#### Goal
Turn the lines of the material below into a numbered list, and leave out the blank lines.

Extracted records
※

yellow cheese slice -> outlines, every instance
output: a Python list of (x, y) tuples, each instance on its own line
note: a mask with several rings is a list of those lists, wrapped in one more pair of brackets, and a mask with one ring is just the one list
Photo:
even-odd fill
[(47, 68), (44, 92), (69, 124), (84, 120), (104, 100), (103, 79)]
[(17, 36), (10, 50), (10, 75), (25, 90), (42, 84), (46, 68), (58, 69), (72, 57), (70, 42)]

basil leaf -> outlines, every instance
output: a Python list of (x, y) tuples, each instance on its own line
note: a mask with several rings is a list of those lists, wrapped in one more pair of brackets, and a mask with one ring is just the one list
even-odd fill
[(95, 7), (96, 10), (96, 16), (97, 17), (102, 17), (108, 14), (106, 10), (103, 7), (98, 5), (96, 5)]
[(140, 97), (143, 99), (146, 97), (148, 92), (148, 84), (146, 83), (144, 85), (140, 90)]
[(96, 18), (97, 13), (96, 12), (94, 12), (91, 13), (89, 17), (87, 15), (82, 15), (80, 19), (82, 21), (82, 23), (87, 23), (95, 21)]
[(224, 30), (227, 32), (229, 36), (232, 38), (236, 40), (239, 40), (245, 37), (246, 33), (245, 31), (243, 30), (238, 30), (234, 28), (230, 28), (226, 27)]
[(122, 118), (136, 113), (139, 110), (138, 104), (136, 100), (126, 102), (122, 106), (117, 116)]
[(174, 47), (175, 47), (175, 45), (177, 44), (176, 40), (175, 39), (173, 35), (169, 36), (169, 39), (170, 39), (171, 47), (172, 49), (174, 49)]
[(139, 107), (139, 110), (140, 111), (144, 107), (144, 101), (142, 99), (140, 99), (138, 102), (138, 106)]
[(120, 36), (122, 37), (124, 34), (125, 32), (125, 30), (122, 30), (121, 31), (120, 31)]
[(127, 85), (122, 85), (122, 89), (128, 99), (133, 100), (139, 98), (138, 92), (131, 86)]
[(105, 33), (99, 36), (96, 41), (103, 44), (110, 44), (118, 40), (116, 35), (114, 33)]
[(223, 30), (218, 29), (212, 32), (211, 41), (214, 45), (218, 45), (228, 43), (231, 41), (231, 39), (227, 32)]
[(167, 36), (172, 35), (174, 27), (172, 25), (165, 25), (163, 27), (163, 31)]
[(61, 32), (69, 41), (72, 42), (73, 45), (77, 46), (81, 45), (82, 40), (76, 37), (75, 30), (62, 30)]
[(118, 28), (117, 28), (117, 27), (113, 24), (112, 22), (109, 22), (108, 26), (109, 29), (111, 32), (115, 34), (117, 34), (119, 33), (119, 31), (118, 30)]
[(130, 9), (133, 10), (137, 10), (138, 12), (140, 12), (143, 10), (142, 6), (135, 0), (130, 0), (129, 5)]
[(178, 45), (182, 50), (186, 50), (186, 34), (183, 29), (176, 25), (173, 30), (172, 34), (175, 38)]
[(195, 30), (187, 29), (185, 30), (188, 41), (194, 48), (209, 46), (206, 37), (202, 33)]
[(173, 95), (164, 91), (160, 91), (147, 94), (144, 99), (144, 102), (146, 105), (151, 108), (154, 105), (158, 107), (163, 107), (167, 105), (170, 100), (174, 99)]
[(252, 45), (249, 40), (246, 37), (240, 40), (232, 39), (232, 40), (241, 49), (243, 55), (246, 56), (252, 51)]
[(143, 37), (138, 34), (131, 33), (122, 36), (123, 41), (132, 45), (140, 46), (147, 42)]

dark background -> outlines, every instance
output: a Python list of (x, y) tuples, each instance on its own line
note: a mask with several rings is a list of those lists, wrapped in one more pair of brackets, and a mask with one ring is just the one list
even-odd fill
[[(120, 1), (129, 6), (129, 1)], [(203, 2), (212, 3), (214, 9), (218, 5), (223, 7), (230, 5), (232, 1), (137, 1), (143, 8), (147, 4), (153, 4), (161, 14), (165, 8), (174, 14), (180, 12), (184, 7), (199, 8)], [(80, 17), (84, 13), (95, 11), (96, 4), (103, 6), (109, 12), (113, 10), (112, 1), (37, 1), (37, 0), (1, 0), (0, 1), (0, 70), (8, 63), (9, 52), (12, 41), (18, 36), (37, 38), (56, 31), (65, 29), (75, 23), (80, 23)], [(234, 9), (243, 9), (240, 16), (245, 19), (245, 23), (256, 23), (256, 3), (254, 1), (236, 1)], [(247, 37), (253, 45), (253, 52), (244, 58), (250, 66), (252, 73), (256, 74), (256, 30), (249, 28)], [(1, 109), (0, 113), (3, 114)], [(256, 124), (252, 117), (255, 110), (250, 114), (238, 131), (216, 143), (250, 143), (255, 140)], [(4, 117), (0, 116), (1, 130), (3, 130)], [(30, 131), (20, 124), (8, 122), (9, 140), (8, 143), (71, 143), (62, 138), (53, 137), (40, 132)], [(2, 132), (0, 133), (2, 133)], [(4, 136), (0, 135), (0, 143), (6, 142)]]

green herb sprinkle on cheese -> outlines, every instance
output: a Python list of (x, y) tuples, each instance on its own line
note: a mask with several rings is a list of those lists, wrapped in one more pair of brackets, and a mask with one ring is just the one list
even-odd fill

※

#### Finished answer
1. yellow cheese slice -> outlines, every instance
2. output: a Python list of (x, y) tuples, each instance on its own line
3. note: a mask with several rings is a list of those lists, wrapped in one more pair of brackets, and a mask with one ring is just the one list
4. Photo:
5. even-odd fill
6. [(47, 68), (44, 92), (69, 124), (84, 120), (104, 100), (103, 79)]
7. [(17, 36), (10, 50), (10, 75), (25, 90), (42, 84), (46, 68), (58, 69), (72, 57), (70, 42)]
8. basil leaf -> outlines, every instance
9. output: a Python list of (x, y) tuples, each instance on its own line
10. note: a mask with several rings is a list of those lists, wrapped in one more pair of brackets, and a mask with one ring is just the one list
11. even-odd fill
12. [(95, 7), (96, 10), (96, 16), (97, 17), (102, 17), (108, 14), (106, 10), (103, 7), (98, 5), (96, 5)]
13. [(140, 97), (143, 99), (146, 97), (148, 92), (148, 84), (146, 83), (144, 85), (140, 90)]
14. [(96, 18), (97, 13), (96, 12), (94, 12), (91, 13), (89, 17), (87, 15), (82, 15), (80, 19), (82, 21), (82, 23), (87, 23), (95, 21)]
15. [(224, 30), (227, 32), (229, 36), (232, 38), (236, 40), (239, 40), (245, 37), (246, 33), (245, 31), (243, 30), (238, 30), (234, 28), (230, 28), (226, 27)]
16. [(122, 118), (136, 113), (139, 110), (138, 104), (136, 100), (126, 102), (122, 106), (117, 116)]
17. [(174, 47), (175, 47), (175, 45), (177, 44), (176, 40), (175, 39), (173, 35), (169, 36), (169, 39), (170, 39), (171, 47), (172, 49), (174, 49)]
18. [(139, 107), (139, 110), (140, 111), (144, 107), (144, 101), (142, 99), (140, 99), (138, 102), (138, 106)]
19. [(120, 36), (122, 37), (124, 34), (125, 32), (125, 30), (122, 30), (121, 31), (120, 31)]
20. [(127, 85), (122, 85), (122, 89), (128, 99), (133, 100), (139, 98), (138, 92), (131, 86)]
21. [(105, 33), (99, 36), (96, 41), (103, 44), (110, 44), (118, 40), (116, 35), (114, 33)]
22. [(223, 30), (218, 29), (212, 32), (211, 41), (214, 45), (218, 45), (228, 43), (231, 41), (231, 39), (227, 32)]
23. [(167, 36), (172, 35), (174, 27), (172, 25), (165, 25), (163, 27), (163, 31)]
24. [(61, 32), (69, 41), (72, 42), (73, 45), (77, 46), (81, 45), (82, 40), (76, 37), (75, 30), (62, 30)]
25. [(118, 28), (117, 28), (117, 27), (113, 24), (112, 22), (109, 22), (108, 26), (109, 29), (111, 32), (115, 34), (117, 34), (119, 33), (119, 31), (118, 30)]
26. [(130, 9), (133, 10), (137, 10), (138, 12), (140, 12), (143, 10), (142, 6), (135, 0), (130, 0), (129, 5)]
27. [(178, 45), (182, 50), (186, 50), (186, 34), (183, 29), (176, 25), (173, 30), (172, 34), (175, 38)]
28. [(195, 30), (187, 29), (185, 30), (188, 41), (194, 48), (209, 46), (206, 37), (202, 33)]
29. [(173, 95), (164, 91), (160, 91), (147, 94), (144, 99), (144, 102), (146, 105), (151, 108), (154, 105), (158, 107), (163, 107), (167, 105), (170, 100), (174, 99)]
30. [(252, 45), (249, 40), (246, 37), (240, 40), (232, 39), (232, 40), (241, 49), (243, 55), (246, 56), (252, 51)]
31. [(143, 37), (138, 34), (131, 33), (122, 36), (123, 41), (132, 45), (140, 46), (147, 42)]
32. dark background -> outlines, every instance
33. output: a Python list of (x, y) tuples, each instance on its own line
34. note: a mask with several rings is a list of those lists, wrapped in one more pair of brackets, and a mask with one ring is just the one list
35. even-odd fill
36. [[(120, 1), (129, 6), (129, 1)], [(203, 2), (212, 3), (214, 9), (218, 5), (223, 7), (230, 5), (232, 1), (137, 1), (143, 8), (147, 4), (153, 4), (161, 14), (165, 8), (174, 14), (180, 12), (184, 7), (199, 8)], [(80, 17), (84, 13), (95, 11), (96, 4), (103, 6), (109, 12), (113, 10), (112, 1), (37, 1), (37, 0), (1, 0), (0, 1), (0, 70), (8, 63), (9, 52), (12, 41), (18, 36), (37, 38), (56, 31), (65, 29), (75, 23), (80, 23)], [(234, 9), (243, 9), (240, 16), (245, 19), (245, 23), (256, 23), (256, 3), (254, 1), (236, 1)], [(247, 37), (253, 45), (253, 52), (244, 58), (250, 66), (252, 73), (256, 74), (256, 30), (249, 28)], [(1, 109), (0, 113), (3, 114)], [(256, 124), (252, 117), (255, 110), (250, 114), (238, 131), (216, 143), (250, 143), (255, 140)], [(4, 117), (0, 116), (1, 130), (3, 130)], [(30, 131), (20, 124), (8, 122), (9, 140), (8, 143), (71, 143), (62, 138), (53, 137), (40, 132)], [(2, 132), (0, 133), (2, 133)], [(4, 136), (0, 135), (0, 143), (6, 142)]]
37. green herb sprinkle on cheese -> outlines, every instance
38. output: a Python list of (x, y) tuples, each instance on its own line
39. note: a mask with several rings is a list of those lists, wrapped in one more pair of brackets, and a mask with one ring is just the one list
40. even-odd fill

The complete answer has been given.